= Brano del testo =
--------------------
Delizia trovata presso IN’s il cui nome mi faceva sperare in un bel vinello acidello. Le mie speranze sono state deluse: si può bere. Speravo di rivivere l’esperienza di quel TetraPak di vino rosso Carrefour bevuto due estati fa, acidello e temo guasto di suo (non per volontà produttiva), che mi fece allontanare completamente dal vino per quasi un anno.
Limpido, rosso rubino e poco consistente. Un bel colore.

Problemi simili a quelli del vino precedente, ma qui mi sento di poter dare il “poco complesso” anche senza dover scomodare la tipicità: dietro il vinoso (questa volta senza nemmeno i leggerissimi accenni sulfurei), percepisco un tenue marasca. Non basta ad alzare il punteggio sopra la sufficienza, ma è una bella novità che da sperare bene per il sapore: dell’uva pare aver partecipato alla realizzazione di questo vino! YUM!

In bocca è secco, abbastanza caldo, abbastanza morbido, abbastanza fresco, poco tannico, poco sapido. Già notevoli miglioramenti rispetto al precedente: scorre meglio in bocca, la salivazione viene stimolata quanto basta e i tannini sono deboli. Sembra un vinello facile, bevibile da tutti. Sfortunatamente la poca presenza di sali minerali rende un po’ sciapo il sapore, come nel caso precedente, e anche la persistenza come prima è molto scarsa. Peccato, se tornava in bocca un po’ di marasca magari addolcita dal calore quasi quasi lo premiavo! Tutto sufficiente.
--------------------
= Dati di partenza =
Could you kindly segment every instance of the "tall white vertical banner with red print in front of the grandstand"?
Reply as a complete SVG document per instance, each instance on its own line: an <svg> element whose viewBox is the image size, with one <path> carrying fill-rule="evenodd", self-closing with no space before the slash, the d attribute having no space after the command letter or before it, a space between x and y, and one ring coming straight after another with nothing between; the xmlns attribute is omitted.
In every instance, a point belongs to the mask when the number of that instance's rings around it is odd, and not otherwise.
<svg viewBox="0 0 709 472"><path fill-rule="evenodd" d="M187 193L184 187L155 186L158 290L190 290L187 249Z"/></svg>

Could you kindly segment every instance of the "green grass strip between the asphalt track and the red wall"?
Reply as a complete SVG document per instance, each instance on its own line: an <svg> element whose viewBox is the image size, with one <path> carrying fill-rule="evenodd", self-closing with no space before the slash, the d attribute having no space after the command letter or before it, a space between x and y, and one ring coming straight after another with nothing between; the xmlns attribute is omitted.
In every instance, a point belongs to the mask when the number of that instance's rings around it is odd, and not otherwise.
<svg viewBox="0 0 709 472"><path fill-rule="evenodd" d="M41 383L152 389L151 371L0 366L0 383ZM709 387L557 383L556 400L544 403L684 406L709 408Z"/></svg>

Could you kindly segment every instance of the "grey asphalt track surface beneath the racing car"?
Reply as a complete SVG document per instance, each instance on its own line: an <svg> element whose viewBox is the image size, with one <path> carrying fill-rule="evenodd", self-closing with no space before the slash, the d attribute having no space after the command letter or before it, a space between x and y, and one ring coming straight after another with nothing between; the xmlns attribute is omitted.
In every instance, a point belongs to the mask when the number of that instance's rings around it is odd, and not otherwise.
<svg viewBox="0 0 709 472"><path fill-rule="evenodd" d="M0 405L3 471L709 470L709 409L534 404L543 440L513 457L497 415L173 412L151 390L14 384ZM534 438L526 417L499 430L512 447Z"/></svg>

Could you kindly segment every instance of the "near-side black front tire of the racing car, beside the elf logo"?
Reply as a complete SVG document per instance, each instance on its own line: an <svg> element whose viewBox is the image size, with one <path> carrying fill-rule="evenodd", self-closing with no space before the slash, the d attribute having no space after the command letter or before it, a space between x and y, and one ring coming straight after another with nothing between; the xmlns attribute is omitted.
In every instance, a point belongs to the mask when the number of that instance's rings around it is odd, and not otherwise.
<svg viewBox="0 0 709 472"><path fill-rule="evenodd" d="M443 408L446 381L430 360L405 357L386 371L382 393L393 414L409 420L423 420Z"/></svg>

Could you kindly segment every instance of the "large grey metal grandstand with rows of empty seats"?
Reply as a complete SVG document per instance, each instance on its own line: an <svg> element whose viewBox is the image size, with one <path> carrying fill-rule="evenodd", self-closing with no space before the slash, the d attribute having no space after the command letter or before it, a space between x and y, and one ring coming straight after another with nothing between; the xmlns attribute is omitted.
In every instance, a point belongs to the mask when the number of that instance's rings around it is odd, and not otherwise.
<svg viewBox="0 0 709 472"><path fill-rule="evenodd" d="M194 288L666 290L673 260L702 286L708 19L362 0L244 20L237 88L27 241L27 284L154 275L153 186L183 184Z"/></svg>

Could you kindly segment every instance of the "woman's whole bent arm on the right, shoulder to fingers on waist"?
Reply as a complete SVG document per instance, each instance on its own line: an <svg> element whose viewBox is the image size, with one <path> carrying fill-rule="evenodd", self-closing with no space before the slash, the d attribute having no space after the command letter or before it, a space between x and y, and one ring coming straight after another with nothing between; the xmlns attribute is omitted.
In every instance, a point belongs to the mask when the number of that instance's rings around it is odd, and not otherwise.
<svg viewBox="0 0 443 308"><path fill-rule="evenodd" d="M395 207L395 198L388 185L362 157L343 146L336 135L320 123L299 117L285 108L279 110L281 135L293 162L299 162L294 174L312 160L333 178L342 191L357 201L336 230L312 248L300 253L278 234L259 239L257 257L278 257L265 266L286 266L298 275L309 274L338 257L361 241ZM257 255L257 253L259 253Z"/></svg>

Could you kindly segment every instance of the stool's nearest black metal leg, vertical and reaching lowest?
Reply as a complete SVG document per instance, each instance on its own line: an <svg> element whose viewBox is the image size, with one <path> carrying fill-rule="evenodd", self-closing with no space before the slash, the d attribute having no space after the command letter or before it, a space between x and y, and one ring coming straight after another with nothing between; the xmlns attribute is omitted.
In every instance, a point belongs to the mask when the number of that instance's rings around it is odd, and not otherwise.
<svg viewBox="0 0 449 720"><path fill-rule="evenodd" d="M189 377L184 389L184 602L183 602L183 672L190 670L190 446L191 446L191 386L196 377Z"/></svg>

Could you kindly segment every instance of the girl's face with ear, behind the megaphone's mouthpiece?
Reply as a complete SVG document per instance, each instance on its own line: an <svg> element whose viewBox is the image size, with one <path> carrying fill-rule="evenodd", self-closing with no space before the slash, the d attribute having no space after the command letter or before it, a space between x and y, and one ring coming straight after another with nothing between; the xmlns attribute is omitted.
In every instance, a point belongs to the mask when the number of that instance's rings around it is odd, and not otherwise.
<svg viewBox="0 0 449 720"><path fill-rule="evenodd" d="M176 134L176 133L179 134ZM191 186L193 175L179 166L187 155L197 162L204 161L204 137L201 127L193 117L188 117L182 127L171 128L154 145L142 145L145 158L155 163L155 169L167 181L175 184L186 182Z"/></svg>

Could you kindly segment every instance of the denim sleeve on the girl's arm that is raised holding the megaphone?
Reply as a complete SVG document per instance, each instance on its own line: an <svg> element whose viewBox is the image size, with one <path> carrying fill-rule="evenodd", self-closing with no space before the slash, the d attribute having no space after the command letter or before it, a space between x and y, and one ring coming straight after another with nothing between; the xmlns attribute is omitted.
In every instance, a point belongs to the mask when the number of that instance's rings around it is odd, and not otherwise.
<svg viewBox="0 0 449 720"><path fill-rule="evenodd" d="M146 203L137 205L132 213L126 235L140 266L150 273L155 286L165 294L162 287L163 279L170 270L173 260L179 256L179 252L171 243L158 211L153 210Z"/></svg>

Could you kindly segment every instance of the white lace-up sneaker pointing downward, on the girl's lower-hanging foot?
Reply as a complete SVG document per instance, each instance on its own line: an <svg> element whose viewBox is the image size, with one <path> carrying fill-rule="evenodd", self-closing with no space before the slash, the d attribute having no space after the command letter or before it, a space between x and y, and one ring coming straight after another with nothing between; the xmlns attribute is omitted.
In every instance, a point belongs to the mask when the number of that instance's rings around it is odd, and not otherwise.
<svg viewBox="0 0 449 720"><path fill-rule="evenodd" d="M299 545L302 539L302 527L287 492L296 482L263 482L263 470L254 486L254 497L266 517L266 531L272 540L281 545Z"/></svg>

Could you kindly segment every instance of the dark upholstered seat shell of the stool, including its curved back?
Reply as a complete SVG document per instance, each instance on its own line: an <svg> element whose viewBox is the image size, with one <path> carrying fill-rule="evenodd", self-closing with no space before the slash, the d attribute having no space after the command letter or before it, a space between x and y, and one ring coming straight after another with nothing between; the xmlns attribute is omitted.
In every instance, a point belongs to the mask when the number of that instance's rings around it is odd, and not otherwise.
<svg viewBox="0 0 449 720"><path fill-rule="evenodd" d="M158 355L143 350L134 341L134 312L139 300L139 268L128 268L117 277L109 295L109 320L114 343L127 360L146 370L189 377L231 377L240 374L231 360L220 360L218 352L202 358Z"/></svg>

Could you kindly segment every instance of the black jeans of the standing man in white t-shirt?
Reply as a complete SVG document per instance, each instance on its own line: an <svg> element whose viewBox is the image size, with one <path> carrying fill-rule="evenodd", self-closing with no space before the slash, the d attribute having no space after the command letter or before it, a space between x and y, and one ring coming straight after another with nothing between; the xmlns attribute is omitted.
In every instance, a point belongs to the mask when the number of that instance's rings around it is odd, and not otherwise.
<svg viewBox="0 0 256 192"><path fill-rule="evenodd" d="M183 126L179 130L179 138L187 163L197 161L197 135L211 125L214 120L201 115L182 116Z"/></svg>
--------------------
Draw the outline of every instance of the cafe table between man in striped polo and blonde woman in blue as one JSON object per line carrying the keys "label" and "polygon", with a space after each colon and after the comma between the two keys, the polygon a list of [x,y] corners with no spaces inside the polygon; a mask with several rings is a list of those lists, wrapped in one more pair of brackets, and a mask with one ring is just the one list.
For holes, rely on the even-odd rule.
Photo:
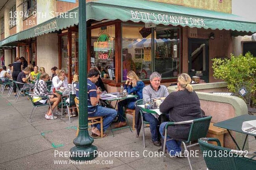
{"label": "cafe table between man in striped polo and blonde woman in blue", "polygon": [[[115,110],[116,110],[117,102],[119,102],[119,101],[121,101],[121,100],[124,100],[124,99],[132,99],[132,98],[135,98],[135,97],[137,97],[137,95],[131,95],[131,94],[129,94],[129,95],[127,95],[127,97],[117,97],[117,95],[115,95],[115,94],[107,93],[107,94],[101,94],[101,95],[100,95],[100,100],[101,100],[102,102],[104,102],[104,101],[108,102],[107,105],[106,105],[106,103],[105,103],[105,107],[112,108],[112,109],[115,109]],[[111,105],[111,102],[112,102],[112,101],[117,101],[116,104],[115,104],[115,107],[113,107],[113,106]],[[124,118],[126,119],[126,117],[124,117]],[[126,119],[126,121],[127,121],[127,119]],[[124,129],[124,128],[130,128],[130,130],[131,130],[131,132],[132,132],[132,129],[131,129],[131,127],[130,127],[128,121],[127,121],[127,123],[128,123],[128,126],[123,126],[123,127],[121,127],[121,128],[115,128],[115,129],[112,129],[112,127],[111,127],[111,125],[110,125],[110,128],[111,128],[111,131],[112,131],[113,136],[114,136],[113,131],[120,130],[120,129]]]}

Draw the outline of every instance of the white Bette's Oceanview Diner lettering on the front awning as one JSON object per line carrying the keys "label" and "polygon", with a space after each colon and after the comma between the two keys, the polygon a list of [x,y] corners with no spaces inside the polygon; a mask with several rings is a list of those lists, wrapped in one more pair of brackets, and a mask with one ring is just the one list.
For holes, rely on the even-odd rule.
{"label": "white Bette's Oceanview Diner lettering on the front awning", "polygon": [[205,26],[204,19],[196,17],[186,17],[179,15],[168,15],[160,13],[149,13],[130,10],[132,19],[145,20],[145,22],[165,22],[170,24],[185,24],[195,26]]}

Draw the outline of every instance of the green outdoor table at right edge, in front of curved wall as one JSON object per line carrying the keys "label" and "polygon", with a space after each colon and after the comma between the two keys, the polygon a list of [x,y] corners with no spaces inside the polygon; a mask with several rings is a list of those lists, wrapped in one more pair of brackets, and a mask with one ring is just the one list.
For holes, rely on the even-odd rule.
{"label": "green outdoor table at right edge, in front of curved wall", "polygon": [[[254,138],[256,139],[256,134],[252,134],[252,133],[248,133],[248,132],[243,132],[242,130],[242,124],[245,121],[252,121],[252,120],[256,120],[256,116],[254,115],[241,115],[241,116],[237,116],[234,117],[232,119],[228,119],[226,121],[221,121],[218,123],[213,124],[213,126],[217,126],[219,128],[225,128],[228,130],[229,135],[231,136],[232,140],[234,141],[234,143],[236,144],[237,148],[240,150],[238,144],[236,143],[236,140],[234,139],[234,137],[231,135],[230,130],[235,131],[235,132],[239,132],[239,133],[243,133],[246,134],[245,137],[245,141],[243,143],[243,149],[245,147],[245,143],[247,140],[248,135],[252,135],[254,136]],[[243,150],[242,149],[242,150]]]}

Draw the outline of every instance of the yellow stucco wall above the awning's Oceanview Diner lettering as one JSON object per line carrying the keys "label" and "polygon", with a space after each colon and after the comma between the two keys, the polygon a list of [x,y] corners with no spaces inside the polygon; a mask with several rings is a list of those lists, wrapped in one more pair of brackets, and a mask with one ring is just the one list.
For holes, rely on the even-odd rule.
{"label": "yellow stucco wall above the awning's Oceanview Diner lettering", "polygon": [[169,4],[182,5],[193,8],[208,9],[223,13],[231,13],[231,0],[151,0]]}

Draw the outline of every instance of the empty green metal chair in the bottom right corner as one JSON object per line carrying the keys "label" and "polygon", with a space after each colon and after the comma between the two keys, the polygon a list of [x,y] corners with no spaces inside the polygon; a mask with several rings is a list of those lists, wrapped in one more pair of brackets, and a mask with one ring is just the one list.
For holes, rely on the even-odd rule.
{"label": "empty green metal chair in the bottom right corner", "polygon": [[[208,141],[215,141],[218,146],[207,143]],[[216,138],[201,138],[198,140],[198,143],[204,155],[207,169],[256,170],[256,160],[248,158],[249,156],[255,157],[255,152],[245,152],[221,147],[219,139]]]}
--------------------
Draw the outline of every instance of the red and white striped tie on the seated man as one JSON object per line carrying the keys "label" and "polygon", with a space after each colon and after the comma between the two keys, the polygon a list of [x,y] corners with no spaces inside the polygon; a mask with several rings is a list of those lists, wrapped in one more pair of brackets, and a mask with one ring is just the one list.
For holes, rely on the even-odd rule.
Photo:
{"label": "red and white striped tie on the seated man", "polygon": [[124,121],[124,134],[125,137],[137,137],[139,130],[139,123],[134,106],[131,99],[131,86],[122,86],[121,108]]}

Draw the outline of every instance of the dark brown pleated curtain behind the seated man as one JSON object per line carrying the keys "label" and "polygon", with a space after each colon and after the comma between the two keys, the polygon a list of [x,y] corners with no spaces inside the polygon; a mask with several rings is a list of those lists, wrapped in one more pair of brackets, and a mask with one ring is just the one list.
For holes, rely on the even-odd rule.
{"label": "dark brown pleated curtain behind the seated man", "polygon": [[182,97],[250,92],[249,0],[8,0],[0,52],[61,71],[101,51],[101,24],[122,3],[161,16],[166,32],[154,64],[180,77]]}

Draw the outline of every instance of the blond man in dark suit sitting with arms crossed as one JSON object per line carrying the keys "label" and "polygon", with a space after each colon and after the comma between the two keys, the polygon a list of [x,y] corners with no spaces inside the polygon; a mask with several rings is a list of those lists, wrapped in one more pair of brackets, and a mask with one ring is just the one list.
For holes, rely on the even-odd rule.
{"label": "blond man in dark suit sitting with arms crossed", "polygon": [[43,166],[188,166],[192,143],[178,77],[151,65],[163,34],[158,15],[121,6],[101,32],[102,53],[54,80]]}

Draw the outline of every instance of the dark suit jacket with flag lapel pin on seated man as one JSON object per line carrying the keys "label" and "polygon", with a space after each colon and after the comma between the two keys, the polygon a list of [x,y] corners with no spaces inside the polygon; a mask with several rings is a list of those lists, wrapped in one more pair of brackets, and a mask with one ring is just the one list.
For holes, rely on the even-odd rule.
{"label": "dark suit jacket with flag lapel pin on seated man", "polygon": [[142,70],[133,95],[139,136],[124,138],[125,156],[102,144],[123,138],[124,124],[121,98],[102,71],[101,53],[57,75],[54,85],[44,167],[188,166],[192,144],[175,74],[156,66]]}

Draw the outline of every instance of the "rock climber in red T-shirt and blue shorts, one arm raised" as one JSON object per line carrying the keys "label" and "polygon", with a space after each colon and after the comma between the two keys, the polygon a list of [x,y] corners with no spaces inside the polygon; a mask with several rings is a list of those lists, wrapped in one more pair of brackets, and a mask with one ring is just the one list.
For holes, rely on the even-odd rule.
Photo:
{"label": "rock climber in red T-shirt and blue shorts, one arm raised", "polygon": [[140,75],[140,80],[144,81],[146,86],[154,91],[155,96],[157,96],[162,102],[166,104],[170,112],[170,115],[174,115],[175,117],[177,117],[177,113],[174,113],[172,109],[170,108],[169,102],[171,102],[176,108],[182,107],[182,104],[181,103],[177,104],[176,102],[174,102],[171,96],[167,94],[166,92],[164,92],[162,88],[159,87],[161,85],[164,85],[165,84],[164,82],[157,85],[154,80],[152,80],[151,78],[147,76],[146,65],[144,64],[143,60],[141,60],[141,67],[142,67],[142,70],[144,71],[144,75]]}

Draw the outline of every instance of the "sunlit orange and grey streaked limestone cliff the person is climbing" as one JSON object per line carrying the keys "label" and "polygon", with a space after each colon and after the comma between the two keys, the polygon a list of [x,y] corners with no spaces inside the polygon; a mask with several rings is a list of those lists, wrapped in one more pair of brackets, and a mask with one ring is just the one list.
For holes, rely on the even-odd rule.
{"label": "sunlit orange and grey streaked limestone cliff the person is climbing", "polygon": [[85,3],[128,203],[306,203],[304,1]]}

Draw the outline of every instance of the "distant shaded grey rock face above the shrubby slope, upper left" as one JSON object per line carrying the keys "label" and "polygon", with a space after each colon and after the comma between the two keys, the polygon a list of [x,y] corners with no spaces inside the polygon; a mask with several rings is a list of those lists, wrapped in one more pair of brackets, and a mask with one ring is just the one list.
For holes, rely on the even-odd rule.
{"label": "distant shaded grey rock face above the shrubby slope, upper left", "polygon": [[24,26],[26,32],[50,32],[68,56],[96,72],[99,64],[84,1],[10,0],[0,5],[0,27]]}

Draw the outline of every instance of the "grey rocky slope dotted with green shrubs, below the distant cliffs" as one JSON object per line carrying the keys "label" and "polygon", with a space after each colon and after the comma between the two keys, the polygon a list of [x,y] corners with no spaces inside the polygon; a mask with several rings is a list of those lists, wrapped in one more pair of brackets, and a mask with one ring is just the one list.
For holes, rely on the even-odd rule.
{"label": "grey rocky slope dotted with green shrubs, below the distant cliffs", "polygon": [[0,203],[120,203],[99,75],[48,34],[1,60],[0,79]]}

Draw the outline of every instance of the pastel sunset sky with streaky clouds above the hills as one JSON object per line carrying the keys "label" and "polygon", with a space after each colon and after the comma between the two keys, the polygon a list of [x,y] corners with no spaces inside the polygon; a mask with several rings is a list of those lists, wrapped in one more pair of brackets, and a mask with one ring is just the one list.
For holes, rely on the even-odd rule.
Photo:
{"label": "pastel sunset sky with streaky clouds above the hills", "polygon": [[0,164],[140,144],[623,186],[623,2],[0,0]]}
--------------------
Riscrivi la parte della recensione del vino che comincia con "Limpido, rosso rubino" e termina con "questo vino! YUM!", scambiando "rubino" con "granato". I record non hanno alcun legame con la recensione del vino.

= Risposta =
Limpido, rosso granato e poco consistente. Un bel colore.

Problemi simili a quelli del vino precedente, ma qui mi sento di poter dare il “poco complesso” anche senza dover scomodare la tipicità: dietro il vinoso (questa volta senza nemmeno i leggerissimi accenni sulfurei), percepisco un tenue marasca. Non basta ad alzare il punteggio sopra la sufficienza, ma è una bella novità che da sperare bene per il sapore: dell’uva pare aver partecipato alla realizzazione di questo vino! YUM!